What you need to do:
Write out, word for word, the stretch of the film review from "From there, the" through "split by geography.".
** Provided passage follows **
Review: “We Have a Pope.”

The papal conclave is a fascinating process because of its spiritual implications. According to Catholic dogma, the pope is infallible when he acts in any official capacity. What does that say about the cardinals who elect him? Do they temporarily have the power to grant infallibility? And what about the ones who vote for the wrong guy? Perhaps God denies them the power and/or wisdom to decide St. Peter’s successor. These are the thoughts I had during the opening of We Have a Pope, which begins with a conclave. Director Nanni Moretti addresses these questions in an oblique way since his film is not a  grave religious drama, but a gentle human comedy.

The cardinals gather in the Vatican, sequestered until they reach their select the pope. They can communicate only through smoke –black for no decision, white for a new pope – so they are understandably annoyed when the room has no power. A clumsy cardinal trips in the dark right before the lights turn on. Starting with the pratfall, Moretti humanizes the cardinals until our affection for them grows. We hear their thoughts as the ballots are tallied. They’re all pleading with God for their name not to be chosen. And when they do settle on a new pontiff (Michel Piccoli), he’s freaked the fuck out. Right before he’s about to address the faithful, he cries, “I cannot do this!” then runs from the balcony overlooking St. Peter’s Square. A visit from a psychiatrist (Moretti) is no help. Once in plainclothes, the new pope gives his handlers the slip so he can wander through Rome’s streets alone.

From there, the story splits between the pope’s stint a commoner, and the psychiatrist’s attempt to preserve order in the Vatican. The psychiatrist, who admits he’s a non-believer, is our entry point among people who seem beyond reproach. Stuck as their prisoner, he passes the time by analyzing their medication and playing cards. He gently chastises the cardinals, and if they are offended by his tone, they do not show it.  They seem to like him, and are good sports when he organizes a game of volleyball to combat their cabin fever. To the disappointment of the Australians, whose numbers are relatively small, the teams are split by geography.
** End of Provided passage **
** Extracted entries follows **
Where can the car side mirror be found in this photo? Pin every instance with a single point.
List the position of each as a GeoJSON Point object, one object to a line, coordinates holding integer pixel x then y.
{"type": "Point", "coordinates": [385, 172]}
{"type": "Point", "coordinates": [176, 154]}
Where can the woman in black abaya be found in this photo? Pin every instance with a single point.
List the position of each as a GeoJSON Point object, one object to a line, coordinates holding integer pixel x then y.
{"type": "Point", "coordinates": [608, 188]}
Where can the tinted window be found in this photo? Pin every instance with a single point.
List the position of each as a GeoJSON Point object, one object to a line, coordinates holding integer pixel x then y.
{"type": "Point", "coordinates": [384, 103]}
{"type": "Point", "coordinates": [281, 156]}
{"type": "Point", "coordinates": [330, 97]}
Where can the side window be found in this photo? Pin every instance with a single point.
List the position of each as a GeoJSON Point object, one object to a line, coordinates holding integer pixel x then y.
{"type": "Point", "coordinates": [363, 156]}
** End of Extracted entries **
** Extracted entries follows **
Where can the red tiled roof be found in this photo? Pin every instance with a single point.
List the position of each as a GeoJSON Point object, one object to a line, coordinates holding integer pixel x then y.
** End of Extracted entries **
** Extracted entries follows **
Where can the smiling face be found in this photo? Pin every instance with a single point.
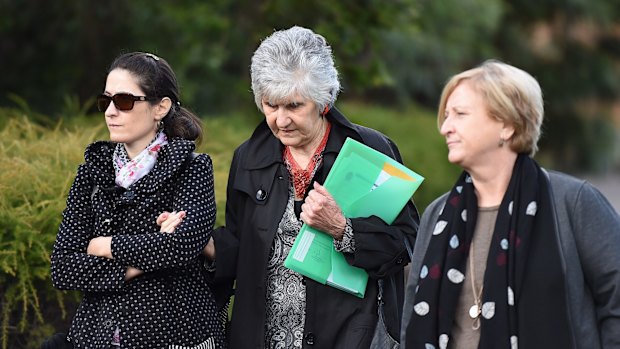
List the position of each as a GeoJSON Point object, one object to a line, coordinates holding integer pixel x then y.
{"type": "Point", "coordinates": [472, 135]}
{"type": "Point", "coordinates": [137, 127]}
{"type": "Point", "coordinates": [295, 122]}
** End of Extracted entries **
Finished exercise:
From there, the story splits between the pope’s stint a commoner, and the psychiatrist’s attempt to preserve order in the Vatican. The psychiatrist, who admits he’s a non-believer, is our entry point among people who seem beyond reproach. Stuck as their prisoner, he passes the time by analyzing their medication and playing cards. He gently chastises the cardinals, and if they are offended by his tone, they do not show it.  They seem to like him, and are good sports when he organizes a game of volleyball to combat their cabin fever. To the disappointment of the Australians, whose numbers are relatively small, the teams are split by geography.